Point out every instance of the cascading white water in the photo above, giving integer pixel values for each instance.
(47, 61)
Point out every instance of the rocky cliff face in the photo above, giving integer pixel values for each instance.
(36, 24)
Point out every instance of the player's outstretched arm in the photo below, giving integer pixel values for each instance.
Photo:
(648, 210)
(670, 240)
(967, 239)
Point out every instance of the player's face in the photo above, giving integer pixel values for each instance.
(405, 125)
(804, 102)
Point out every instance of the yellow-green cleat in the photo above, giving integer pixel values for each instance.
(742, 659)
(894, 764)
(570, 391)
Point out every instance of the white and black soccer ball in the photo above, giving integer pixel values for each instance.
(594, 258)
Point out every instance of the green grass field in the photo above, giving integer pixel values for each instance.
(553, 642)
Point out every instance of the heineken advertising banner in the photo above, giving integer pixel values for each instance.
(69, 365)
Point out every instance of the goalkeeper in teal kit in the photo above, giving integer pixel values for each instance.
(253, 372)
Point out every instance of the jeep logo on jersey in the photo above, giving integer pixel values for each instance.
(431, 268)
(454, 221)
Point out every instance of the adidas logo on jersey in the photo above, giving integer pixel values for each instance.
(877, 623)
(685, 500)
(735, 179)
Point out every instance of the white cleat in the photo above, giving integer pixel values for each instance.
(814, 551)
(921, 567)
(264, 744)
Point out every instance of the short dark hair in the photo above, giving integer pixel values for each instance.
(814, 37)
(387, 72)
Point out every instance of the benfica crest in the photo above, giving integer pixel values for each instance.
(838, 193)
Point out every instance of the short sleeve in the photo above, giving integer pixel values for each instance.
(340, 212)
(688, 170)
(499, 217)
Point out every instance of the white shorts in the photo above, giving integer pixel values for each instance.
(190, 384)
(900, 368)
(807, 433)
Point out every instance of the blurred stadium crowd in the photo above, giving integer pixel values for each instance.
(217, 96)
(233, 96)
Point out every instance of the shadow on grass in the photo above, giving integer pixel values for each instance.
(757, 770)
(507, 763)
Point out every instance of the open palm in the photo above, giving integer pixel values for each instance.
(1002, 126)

- **Written problem**
Retype all of the material above line for line, without changing anything.

- **Completed task**
Point out every instance of the cascading white water in the photo above, giving integer pixel values for each instance.
(47, 61)
Point out every instance of the rocky cliff face in the photo above, giving integer pixel values for each instance.
(36, 24)
Point out every instance of the player's outstretched arm in the photo below, giving integer pixel values for each instance.
Photo:
(648, 210)
(670, 240)
(967, 239)
Point out every instance of the player's face in the photo above, giving integer pixel values for each instance.
(405, 125)
(804, 102)
Point out every instance of the yellow-green cleat in the photo above, giving integer pixel values for each instance.
(742, 659)
(894, 764)
(570, 391)
Point out every instance of the white and black soccer ball in the photo above, giving integer pixel values for each instance.
(594, 258)
Point out every instance of the green grass field in the photo above, giving integer pixel values for each instance.
(553, 642)
Point out every instance of the heineken advertising banner in the photo above, giving integer pixel values for each instance.
(69, 365)
Point out every instance of the goalkeeper in teal kit in the photo above, giving integer pixel values for each instance.
(253, 372)
Point out every instance of the jeep logo on jersey in the photo above, giving integer pixel values for each instance.
(431, 268)
(454, 221)
Point out every instance of the adidas logo on jersey in the photo above, giving integer pixel values for each instance.
(877, 623)
(685, 500)
(735, 179)
Point out every instance of the white cleat in the photo above, giving integer pixel values for each instance.
(814, 551)
(921, 567)
(264, 744)
Point out every instance of the short dark hair in the photo above, giving integer pixel values for each instance.
(814, 37)
(387, 72)
Point out every instance of the benfica crest in the photo above, giving integer pixel values for each instance.
(838, 193)
Point out every instance of the short sleeve in the photo above, giving integer pixel values for each instance.
(340, 212)
(688, 170)
(499, 217)
Point out every instance of the white shorts in the photo above, giving integer pixel values for each instance.
(190, 384)
(900, 368)
(807, 433)
Point out every instance of the blurred stadium crowd in the photo above, giving integer pixel values for each instance.
(217, 96)
(233, 96)
Point out every instance of the shadow on grass in the photo above, giving integer pixel values for each instance.
(757, 770)
(507, 763)
Point out every instance of the open palm in the photo above, giving integer pixel values for each instance.
(1002, 126)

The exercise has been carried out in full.